§ **Work required**
According to the blog post on Amazon Redshift row-level security below, how does row-level security give granular access control over sensitive data? Answer in one to three sentences.

AWS Big Data Blog
Integrate Amazon Redshift row-level security with Amazon Redshift native IdP authentication
Amazon Redshift is a fully managed, petabyte-scale data warehouse service in the cloud. You can start with just a few hundred gigabytes of data and scale to a petabyte or more. This enables you to use your data to acquire new insights for your business and customers.
As enterprise customers look to build their data warehouse on Amazon Redshift, they have business requirements to enforce adequate fine-grained access controls to govern who can access which rows of their sensitive data based on the user profiler. Furthermore, many organizations want to access Amazon Redshift using their existing identity provider (IdP) while maintaining these compliance and security requirements around their data. Without proper integrated features to enforce row-level and secure authentication, you may have to develop additional solutions such as views, or try to integrate third-party solutions around your data to enforce security.
With the introduction of row-level security in Amazon Redshift, you can restrict user access at the row level. Additionally, we have introduced a native IdP functionality to help you implement authentication and authorization with your choice of business intelligence (BI) tools in a seamless way.
Amazon Redshift row-level security (RLS) provides granular access control over your sensitive data. It does this by using RLS policies to determine which rows to return in the query result sets.

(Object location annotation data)
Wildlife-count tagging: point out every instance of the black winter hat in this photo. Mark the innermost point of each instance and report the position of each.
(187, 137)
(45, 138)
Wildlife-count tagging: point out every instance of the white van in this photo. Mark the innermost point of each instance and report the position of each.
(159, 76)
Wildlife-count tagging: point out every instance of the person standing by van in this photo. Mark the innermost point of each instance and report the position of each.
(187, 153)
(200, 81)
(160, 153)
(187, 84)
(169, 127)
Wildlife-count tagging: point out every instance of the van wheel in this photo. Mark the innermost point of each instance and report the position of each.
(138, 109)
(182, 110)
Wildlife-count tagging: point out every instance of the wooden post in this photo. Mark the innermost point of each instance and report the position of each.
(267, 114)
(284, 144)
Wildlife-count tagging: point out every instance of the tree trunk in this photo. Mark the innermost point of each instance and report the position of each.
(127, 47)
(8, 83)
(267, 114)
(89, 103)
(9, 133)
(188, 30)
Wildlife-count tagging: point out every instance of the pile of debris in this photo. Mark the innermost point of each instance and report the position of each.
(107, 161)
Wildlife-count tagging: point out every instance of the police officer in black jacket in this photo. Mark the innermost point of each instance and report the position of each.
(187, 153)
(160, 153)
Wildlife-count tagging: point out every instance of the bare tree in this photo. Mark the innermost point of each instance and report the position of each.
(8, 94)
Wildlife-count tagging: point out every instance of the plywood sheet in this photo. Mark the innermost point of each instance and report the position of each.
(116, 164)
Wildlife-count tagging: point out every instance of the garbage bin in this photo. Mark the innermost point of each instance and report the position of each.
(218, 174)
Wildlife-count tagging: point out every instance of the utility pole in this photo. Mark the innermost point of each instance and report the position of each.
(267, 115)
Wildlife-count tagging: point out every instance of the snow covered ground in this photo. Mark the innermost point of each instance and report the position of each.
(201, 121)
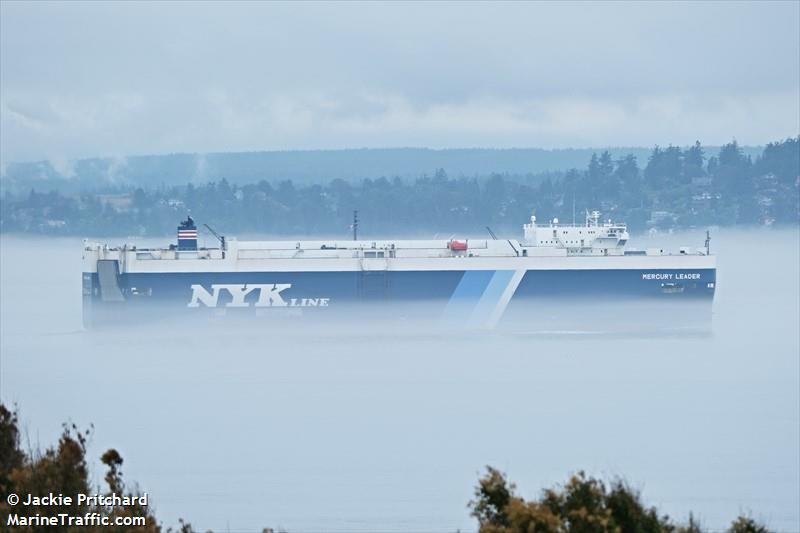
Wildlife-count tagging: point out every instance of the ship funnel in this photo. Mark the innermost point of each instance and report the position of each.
(187, 235)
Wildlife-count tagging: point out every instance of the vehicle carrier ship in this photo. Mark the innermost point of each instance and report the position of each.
(557, 277)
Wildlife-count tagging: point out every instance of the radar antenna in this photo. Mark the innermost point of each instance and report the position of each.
(220, 238)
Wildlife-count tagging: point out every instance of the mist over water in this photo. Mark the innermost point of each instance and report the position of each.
(242, 428)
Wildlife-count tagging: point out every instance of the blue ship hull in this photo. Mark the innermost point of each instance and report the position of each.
(467, 297)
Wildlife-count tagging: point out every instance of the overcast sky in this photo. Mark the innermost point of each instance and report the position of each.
(116, 79)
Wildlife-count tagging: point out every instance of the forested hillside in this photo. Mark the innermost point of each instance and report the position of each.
(673, 188)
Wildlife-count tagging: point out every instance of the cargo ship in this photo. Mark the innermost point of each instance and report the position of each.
(556, 277)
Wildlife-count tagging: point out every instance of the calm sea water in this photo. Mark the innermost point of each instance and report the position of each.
(243, 429)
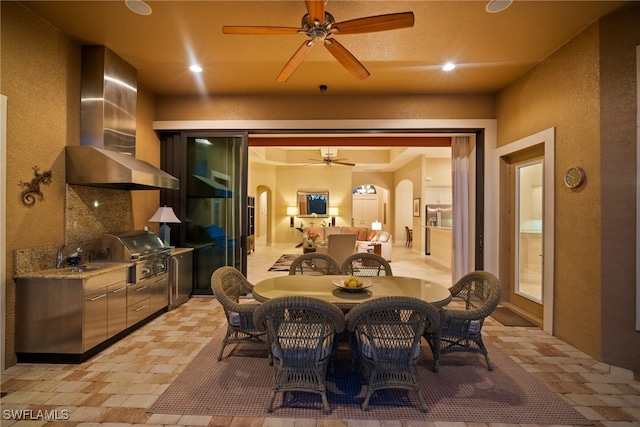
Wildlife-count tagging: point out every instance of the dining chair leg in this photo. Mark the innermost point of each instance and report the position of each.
(325, 403)
(270, 404)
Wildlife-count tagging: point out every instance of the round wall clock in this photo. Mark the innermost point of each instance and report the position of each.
(574, 177)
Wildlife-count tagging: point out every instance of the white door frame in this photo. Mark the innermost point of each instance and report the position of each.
(546, 137)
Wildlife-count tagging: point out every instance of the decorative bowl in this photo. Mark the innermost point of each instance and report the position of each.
(339, 283)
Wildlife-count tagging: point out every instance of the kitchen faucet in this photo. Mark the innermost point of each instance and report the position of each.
(61, 257)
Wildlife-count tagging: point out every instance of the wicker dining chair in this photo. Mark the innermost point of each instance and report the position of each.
(228, 285)
(461, 328)
(314, 264)
(387, 333)
(301, 333)
(366, 264)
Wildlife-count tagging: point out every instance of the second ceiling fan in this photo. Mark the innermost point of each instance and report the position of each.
(319, 25)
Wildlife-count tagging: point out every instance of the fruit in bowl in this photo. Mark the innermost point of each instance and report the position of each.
(352, 282)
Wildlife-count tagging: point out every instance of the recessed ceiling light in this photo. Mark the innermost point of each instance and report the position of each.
(138, 6)
(495, 6)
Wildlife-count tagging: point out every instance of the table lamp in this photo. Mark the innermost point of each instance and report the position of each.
(376, 226)
(292, 211)
(164, 215)
(334, 213)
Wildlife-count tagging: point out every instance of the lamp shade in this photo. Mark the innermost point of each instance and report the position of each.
(164, 214)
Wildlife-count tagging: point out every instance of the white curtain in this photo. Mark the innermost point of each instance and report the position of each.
(460, 172)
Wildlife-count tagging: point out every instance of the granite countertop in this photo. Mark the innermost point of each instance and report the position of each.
(178, 251)
(83, 271)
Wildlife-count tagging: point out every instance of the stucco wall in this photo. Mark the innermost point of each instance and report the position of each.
(563, 92)
(40, 75)
(43, 98)
(619, 35)
(323, 107)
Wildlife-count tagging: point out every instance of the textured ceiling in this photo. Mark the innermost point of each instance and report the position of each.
(491, 50)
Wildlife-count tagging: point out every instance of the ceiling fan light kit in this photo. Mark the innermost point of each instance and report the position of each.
(495, 6)
(319, 26)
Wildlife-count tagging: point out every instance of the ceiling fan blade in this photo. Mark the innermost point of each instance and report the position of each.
(347, 60)
(316, 10)
(260, 31)
(295, 61)
(375, 23)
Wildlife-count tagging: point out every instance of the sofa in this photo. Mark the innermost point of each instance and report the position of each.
(364, 238)
(383, 238)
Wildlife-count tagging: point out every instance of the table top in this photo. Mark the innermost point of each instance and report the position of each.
(321, 287)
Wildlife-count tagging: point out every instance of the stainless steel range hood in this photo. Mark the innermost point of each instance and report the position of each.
(103, 168)
(106, 155)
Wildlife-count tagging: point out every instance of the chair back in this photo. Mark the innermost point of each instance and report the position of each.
(388, 330)
(366, 264)
(340, 246)
(301, 329)
(228, 284)
(314, 264)
(479, 290)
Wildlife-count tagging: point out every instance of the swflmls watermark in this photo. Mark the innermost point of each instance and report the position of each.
(35, 414)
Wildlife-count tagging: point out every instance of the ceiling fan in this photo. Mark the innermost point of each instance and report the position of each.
(329, 159)
(319, 25)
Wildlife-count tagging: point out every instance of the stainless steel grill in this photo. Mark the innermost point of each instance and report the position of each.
(144, 248)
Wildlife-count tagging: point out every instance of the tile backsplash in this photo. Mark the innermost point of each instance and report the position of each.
(89, 212)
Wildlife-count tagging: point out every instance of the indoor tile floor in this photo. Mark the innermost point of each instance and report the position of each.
(116, 387)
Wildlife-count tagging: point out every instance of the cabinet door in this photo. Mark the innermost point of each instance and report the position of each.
(159, 290)
(94, 319)
(116, 308)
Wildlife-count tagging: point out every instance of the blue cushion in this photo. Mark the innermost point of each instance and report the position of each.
(300, 338)
(401, 338)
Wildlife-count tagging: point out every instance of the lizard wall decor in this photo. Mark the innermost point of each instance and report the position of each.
(32, 188)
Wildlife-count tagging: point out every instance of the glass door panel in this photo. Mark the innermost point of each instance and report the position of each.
(211, 201)
(216, 225)
(528, 231)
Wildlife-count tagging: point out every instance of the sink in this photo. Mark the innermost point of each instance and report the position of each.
(83, 268)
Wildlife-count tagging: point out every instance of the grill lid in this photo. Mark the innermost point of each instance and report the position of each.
(129, 245)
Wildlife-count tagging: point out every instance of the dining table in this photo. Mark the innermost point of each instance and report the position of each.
(331, 288)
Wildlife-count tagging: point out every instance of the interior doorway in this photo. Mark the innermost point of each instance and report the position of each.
(524, 177)
(525, 195)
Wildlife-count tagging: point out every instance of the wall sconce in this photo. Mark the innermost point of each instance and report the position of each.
(376, 226)
(164, 215)
(292, 211)
(334, 213)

§ **Written answer**
Row-level security uses RLS policies to decide which rows are returned in query result sets. This lets it restrict a user's access at the level of individual rows.